## Instructions
[1] Write down the part of the Norns web crawling page that runs from "Scrapes a single" up to and including "crawls multiple pages.", keeping every word the same.
[2] On the Norns web crawling page, what is the default value of max_pages?

## Document passage
§

Norns Web Crawling

Ingest web content into the Norns RAG system using Firecrawl.

Overview

The Web Crawling feature allows you to scrape and ingest web pages into Norns' knowledge base. Content is automatically chunked, embedded, and stored for RAG retrieval. Supports single page scraping, full site crawling, and URL mapping.

Property	Value
UI Location	norns.ravenhelm.dev/documents
API Endpoint	`POST /api/documents/crawl`
Backend	Firecrawl API
Storage	PostgreSQL + pgvector

Features

Feature	Description
Single Page	Scrape a single URL and extract content
Site Crawl	Crawl an entire website following links
URL Mapping	Discover all URLs on a site without extracting content
Document Types	Categorize content (Web, Technical, Reference, General)
Auto-Chunking	Adaptive chunking strategy for optimal retrieval
Embedding	Automatic vector embedding for semantic search

Crawl Modes

Single Page (`single`)

Scrapes a single URL and extracts its main content.

Best for:

Individual articles or blog posts
Specific documentation pages
Landing pages

Example: Scraping a single API documentation page

Site Crawl (`crawl`)

Follows links from the starting URL and crawls multiple pages.

Best for:

Documentation sites
Knowledge bases
Blog archives

Parameters:

max_pages: Maximum number of pages to crawl (1-100, default: 10)

§

## Data shown
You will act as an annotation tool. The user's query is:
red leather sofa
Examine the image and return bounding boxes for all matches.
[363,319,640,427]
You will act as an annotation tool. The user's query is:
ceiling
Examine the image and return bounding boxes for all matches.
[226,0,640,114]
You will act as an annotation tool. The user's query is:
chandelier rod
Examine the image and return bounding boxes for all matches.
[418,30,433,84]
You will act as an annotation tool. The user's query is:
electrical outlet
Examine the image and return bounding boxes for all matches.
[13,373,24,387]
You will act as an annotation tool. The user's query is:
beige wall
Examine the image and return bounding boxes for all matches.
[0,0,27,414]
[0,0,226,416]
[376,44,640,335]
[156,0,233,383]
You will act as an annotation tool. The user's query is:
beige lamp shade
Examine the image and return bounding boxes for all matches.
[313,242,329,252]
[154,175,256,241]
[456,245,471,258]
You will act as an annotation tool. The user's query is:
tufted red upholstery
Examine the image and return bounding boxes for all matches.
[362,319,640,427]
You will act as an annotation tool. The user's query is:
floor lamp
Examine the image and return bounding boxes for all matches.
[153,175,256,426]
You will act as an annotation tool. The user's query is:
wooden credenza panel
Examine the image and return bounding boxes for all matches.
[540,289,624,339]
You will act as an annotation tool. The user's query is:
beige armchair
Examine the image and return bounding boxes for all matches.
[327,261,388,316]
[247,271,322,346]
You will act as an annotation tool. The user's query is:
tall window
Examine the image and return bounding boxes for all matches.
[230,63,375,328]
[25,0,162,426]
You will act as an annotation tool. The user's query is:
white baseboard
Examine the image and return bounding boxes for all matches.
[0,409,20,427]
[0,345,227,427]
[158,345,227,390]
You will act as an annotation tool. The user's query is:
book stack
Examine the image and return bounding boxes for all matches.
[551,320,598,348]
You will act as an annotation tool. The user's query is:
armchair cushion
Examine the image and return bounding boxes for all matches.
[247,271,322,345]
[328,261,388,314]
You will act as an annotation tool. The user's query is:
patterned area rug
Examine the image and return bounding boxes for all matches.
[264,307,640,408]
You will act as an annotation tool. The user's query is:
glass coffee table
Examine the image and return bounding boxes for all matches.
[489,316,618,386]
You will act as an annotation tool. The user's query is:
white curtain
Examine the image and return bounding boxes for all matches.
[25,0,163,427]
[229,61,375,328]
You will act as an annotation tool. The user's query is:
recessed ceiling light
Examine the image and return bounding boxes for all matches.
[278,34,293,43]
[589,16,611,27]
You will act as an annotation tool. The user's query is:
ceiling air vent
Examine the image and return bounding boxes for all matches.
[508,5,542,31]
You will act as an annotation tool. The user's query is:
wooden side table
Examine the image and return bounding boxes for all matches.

§

## Outputs for the tasks
[1]
Scrapes a single URL and extracts its main content.

Best for:

Individual articles or blog posts
Specific documentation pages
Landing pages

Example: Scraping a single API documentation page

Site Crawl (`crawl`)

Follows links from the starting URL and crawls multiple pages.

[2] The default is 10.